*** Opening Reading text ***

All of the fast finishers were now marshaling their men at the front but this was the point when Tony Martin (OPQS) required a bike change. He was pushed back in by Brian Holm himself and the TT champion attempted to ride himself back to the bunch to help his sprinter Renshaw (OPQS). He was forced to stop again but within minutes, the fastest man in the World was back at the head of affairs.
As the break came down and was very likely to get caught, Porte attacked again. With 12km to go it was a do-or-die attempt to rewrite the finish and he had 11 seconds as he rounded the Arc d’Triomphe.
All of the teams were chasing and by the time they came back out of the tunnel he was just about to be reeled in. Paolini (Team Katusha) had punctured and was chasing to get back on for Kristoff.

*** Closing Reading text ***
*** Opening Data under study ***

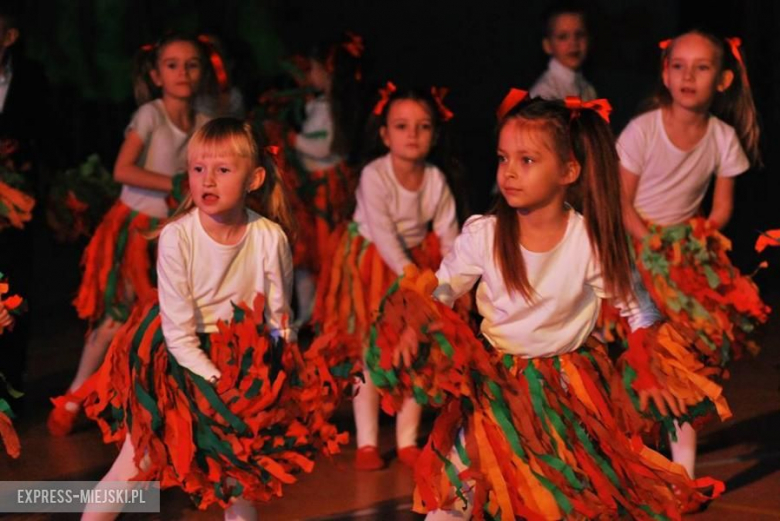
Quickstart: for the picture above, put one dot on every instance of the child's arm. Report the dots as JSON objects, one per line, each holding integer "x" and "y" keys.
{"x": 633, "y": 221}
{"x": 127, "y": 172}
{"x": 278, "y": 283}
{"x": 463, "y": 265}
{"x": 722, "y": 202}
{"x": 177, "y": 310}
{"x": 372, "y": 194}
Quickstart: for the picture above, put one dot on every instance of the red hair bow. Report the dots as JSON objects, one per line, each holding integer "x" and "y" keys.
{"x": 735, "y": 43}
{"x": 216, "y": 61}
{"x": 354, "y": 44}
{"x": 600, "y": 106}
{"x": 384, "y": 96}
{"x": 510, "y": 101}
{"x": 438, "y": 94}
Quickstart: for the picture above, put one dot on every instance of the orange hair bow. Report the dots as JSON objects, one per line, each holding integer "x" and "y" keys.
{"x": 384, "y": 96}
{"x": 600, "y": 106}
{"x": 354, "y": 44}
{"x": 510, "y": 101}
{"x": 438, "y": 94}
{"x": 216, "y": 61}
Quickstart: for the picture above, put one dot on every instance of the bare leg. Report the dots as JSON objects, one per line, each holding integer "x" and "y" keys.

*** Closing Data under study ***

- Problems to work on
**a.** In the cycling race report, how many seconds did Porte have as he rounded the Arc d'Triomphe?
**b.** Carry on the cycling race report from its last sentence.
The lines have nothing to do with the cycling race report.

- Task answers
**a.** 11 seconds.

**b.**
As they came on to the Champs Élysées for the penultimate time it was all together as they took the bell. The lead-out men were looking for their sprinters as they all tried to sort themselves out. One more attack around the Arc and this time it was Simon Clarke (Orica-GreenEDGE). He sped down the road as the teams behind were all fighting for position.
Giant-Shimano was working hard and Clarke couldn’t survive. It was all about the lead-out as Tony Martin attempted to bring Renshaw forward while Sagan freelanced from wheel to wheel. As they came down the Rue de Rivoli it was a free-for-all with no-one in control but out of the chaos Giant-Shimano once again took charge.
Marcel Kittel yet again
Across the Place de la Concorde and onto the Champs Élysées and it looked as if Marcel Kittel had gone too soon. He seemed to be out on his own just as Alexander Kristoff came alongside and pulled ahead. But Kittel fired the afterburners and just came right back at him and overhauled the man from Oslo and was moving away as he crossed the line to ‘top and tale’ this fantastic Tour de France.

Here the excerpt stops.